_GIVEN REQUEST:_
Every record should be written out exactly, please.
Start
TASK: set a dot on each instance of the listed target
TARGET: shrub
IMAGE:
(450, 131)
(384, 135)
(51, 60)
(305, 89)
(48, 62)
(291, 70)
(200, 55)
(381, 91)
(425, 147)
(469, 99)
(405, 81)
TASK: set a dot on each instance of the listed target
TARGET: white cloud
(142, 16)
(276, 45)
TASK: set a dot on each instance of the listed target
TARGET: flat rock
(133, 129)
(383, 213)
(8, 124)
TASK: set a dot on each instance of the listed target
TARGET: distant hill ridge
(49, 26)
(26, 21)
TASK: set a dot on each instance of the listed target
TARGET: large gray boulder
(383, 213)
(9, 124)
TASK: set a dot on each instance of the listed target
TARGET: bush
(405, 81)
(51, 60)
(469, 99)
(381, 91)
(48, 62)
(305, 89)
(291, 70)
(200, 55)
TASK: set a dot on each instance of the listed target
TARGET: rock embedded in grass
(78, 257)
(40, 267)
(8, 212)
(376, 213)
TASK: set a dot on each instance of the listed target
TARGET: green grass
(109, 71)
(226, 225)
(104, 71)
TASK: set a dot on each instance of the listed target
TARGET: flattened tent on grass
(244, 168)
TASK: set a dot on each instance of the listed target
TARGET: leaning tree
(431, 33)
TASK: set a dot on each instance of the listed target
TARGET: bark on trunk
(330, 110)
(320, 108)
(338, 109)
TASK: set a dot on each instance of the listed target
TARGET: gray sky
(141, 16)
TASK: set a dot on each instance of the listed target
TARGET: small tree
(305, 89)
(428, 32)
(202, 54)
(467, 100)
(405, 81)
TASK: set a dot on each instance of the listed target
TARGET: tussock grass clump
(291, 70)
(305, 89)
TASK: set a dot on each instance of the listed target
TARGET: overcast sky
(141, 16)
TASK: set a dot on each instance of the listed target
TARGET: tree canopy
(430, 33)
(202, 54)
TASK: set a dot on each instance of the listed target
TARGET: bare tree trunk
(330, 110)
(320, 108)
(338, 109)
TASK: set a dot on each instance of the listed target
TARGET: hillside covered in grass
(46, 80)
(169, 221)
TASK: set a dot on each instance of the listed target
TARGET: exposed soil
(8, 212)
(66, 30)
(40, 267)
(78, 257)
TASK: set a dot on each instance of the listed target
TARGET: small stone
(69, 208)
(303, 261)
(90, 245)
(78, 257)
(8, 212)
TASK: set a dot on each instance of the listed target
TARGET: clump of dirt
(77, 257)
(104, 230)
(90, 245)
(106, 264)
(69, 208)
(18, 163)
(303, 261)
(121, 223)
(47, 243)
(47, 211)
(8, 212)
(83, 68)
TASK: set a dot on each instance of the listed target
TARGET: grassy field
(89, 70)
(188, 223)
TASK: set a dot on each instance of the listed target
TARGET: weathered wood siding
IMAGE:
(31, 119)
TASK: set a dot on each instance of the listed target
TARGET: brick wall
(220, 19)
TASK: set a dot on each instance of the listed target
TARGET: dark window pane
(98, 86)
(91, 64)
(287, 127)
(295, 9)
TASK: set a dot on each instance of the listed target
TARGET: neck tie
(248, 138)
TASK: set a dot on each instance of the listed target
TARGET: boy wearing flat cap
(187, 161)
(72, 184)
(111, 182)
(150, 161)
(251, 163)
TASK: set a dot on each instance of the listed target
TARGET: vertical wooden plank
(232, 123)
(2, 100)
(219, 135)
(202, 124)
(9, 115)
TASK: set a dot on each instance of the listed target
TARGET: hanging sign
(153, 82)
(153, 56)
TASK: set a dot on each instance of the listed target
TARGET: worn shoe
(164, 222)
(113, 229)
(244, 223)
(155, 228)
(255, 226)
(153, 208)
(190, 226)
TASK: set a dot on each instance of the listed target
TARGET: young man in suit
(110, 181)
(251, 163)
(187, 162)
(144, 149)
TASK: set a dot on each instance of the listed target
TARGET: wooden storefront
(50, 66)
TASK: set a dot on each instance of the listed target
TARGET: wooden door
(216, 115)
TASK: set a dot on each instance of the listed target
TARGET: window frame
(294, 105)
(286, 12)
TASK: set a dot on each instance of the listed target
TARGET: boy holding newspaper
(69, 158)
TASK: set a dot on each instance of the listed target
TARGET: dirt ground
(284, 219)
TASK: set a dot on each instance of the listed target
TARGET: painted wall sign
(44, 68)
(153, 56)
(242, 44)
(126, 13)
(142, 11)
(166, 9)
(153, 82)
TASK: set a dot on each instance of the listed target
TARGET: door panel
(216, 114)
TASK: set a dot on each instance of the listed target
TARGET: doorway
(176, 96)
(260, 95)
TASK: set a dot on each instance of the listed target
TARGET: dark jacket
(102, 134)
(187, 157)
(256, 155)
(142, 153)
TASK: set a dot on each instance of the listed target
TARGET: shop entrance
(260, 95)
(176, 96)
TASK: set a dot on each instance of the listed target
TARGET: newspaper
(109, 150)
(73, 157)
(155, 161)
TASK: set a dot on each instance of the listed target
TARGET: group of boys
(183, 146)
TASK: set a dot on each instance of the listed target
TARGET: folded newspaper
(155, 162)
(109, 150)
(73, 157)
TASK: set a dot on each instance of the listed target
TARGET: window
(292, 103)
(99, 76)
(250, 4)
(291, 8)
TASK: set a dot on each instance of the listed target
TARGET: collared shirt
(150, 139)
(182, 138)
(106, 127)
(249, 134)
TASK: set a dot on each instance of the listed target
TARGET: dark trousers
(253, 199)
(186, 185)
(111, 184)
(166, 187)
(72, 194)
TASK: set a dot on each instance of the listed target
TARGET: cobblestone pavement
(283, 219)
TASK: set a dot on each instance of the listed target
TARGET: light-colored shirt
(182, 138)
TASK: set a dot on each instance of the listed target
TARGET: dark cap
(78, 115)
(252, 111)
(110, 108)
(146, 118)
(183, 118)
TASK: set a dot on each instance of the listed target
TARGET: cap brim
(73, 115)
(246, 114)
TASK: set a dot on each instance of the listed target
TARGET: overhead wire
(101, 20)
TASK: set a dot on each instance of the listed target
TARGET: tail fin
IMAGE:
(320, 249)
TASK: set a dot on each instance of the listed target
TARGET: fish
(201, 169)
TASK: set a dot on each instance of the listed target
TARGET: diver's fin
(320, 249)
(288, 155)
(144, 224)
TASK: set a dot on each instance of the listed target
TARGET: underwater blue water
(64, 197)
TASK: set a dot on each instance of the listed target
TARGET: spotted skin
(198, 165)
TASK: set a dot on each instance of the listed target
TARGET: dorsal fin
End
_EXERCISE SOLUTION:_
TASK: set a dot on each instance of the listed target
TARGET: shrub
IMAGE:
(450, 131)
(384, 135)
(51, 60)
(305, 89)
(48, 62)
(291, 70)
(200, 55)
(381, 91)
(425, 147)
(469, 99)
(405, 81)
TASK: set a dot on each instance of the listed target
TARGET: white cloud
(142, 16)
(276, 45)
TASK: set a dot on each instance of the listed target
TARGET: flat rock
(133, 129)
(383, 213)
(8, 124)
TASK: set a dot on each instance of the listed target
TARGET: distant hill ridge
(49, 26)
(26, 21)
TASK: set a dot on each instance of the listed target
TARGET: large gray boulder
(383, 213)
(9, 124)
TASK: set a dot on each instance of the listed target
TARGET: bush
(405, 81)
(51, 60)
(469, 99)
(381, 91)
(48, 62)
(305, 89)
(291, 70)
(200, 55)
TASK: set a dot on each instance of the listed target
TARGET: rock embedded in grass
(78, 257)
(40, 267)
(8, 212)
(376, 213)
TASK: set a dot on each instance of the listed target
TARGET: green grass
(109, 71)
(226, 225)
(104, 71)
TASK: set a dot on each instance of the listed target
TARGET: flattened tent on grass
(244, 168)
TASK: set a dot on each instance of the listed target
TARGET: leaning tree
(431, 33)
TASK: set a dot on each instance of the listed target
TARGET: bark on trunk
(330, 110)
(320, 108)
(338, 109)
TASK: set a dot on each instance of the listed target
TARGET: gray sky
(141, 16)
TASK: set a dot on each instance of the listed target
TARGET: small tree
(305, 89)
(428, 32)
(202, 54)
(467, 100)
(405, 81)
TASK: set a dot on each instance of the listed target
TARGET: tussock grass clump
(291, 70)
(305, 89)
TASK: set a dot on each instance of the listed target
TARGET: overcast sky
(141, 16)
TASK: set a dot on each instance of the listed target
TARGET: tree canopy
(430, 33)
(202, 54)
TASK: set a dot on each instance of the listed target
TARGET: bare tree trunk
(330, 110)
(320, 108)
(338, 109)
TASK: set a dot on each instance of the listed target
TARGET: hillside covered in grass
(46, 80)
(169, 221)
TASK: set a dot on each instance of the listed target
TARGET: exposed soil
(8, 212)
(66, 30)
(40, 267)
(78, 257)
TASK: set a dot on each instance of the listed target
TARGET: small stone
(69, 208)
(303, 261)
(90, 245)
(78, 257)
(8, 212)
TASK: set a dot on each instance of the listed target
TARGET: clump of dirt
(77, 257)
(104, 230)
(90, 245)
(106, 264)
(69, 208)
(18, 163)
(303, 261)
(121, 223)
(47, 243)
(47, 211)
(8, 212)
(83, 68)
TASK: set a dot on each instance of the listed target
TARGET: grassy field
(89, 70)
(188, 223)
TASK: set a dot on each instance of the listed target
TARGET: weathered wood siding
IMAGE:
(31, 119)
TASK: set a dot on each instance of the listed target
TARGET: brick wall
(220, 19)
TASK: set a dot on each instance of the listed target
TARGET: dark window pane
(98, 86)
(91, 64)
(287, 127)
(295, 9)
TASK: set a dot on each instance of the listed target
TARGET: neck tie
(248, 138)
TASK: set a dot on each instance of the listed target
TARGET: boy wearing flat cap
(187, 161)
(72, 184)
(111, 182)
(150, 161)
(251, 163)
TASK: set a dot on each instance of the listed target
TARGET: vertical wooden plank
(232, 123)
(2, 100)
(219, 135)
(202, 124)
(9, 115)
TASK: set a dot on each instance of the listed target
TARGET: hanging sign
(153, 82)
(153, 56)
TASK: set a dot on each instance of the listed target
TARGET: worn shoe
(164, 222)
(113, 229)
(244, 223)
(155, 228)
(255, 226)
(153, 208)
(190, 226)
TASK: set a dot on each instance of the listed target
TARGET: young man in suit
(110, 181)
(251, 163)
(187, 162)
(144, 149)
TASK: set a dot on each instance of the listed target
TARGET: wooden storefront
(50, 66)
TASK: set a dot on each instance of the listed target
TARGET: wooden door
(216, 115)
TASK: set a dot on each instance of the listed target
TARGET: window frame
(294, 105)
(286, 12)
TASK: set a dot on each instance of the listed target
TARGET: boy holding newspaper
(69, 158)
TASK: set a dot on each instance of the listed target
TARGET: dirt ground
(284, 219)
TASK: set a dot on each instance of the listed target
TARGET: painted wall sign
(44, 68)
(153, 56)
(242, 44)
(126, 13)
(142, 11)
(166, 9)
(153, 82)
TASK: set a dot on each instance of the listed target
TARGET: door panel
(216, 114)
TASK: set a dot on each instance of the listed target
TARGET: doorway
(176, 96)
(260, 95)
TASK: set a dot on each instance of the listed target
TARGET: dark jacket
(102, 134)
(187, 157)
(256, 155)
(142, 153)
TASK: set a dot on each instance of the listed target
TARGET: shop entrance
(260, 95)
(176, 96)
TASK: set a dot on each instance of the listed target
TARGET: newspaper
(109, 150)
(73, 157)
(155, 161)
TASK: set a dot on each instance of the listed target
TARGET: group of boys
(183, 146)
TASK: set a dot on each instance of the listed target
TARGET: folded newspaper
(155, 162)
(109, 150)
(73, 157)
TASK: set a dot on each instance of the listed target
TARGET: window
(292, 103)
(99, 76)
(250, 4)
(291, 8)
TASK: set a dot on each instance of the listed target
TARGET: collared shirt
(150, 139)
(182, 138)
(106, 127)
(249, 134)
TASK: set a dot on each instance of the listed target
TARGET: dark trousers
(253, 199)
(186, 185)
(111, 184)
(166, 187)
(72, 194)
TASK: set a dot on each instance of the listed target
TARGET: cobblestone pavement
(283, 219)
TASK: set a dot on each instance of the listed target
TARGET: light-colored shirt
(182, 138)
TASK: set a dot on each instance of the listed target
TARGET: dark cap
(78, 115)
(252, 111)
(110, 108)
(146, 118)
(183, 118)
TASK: set a dot on each instance of the listed target
TARGET: cap brim
(73, 115)
(246, 114)
TASK: set a dot on each instance of the listed target
TARGET: overhead wire
(101, 20)
TASK: set a dot on each instance of the listed target
TARGET: tail fin
IMAGE:
(320, 249)
TASK: set a dot on each instance of the listed target
TARGET: fish
(201, 169)
TASK: set a dot on each instance of the listed target
TARGET: diver's fin
(320, 249)
(288, 155)
(144, 224)
TASK: set a dot on each instance of the listed target
TARGET: underwater blue water
(64, 197)
TASK: set a dot on each instance of the listed target
TARGET: spotted skin
(198, 165)
TASK: set a dot on each instance of the listed target
TARGET: dorsal fin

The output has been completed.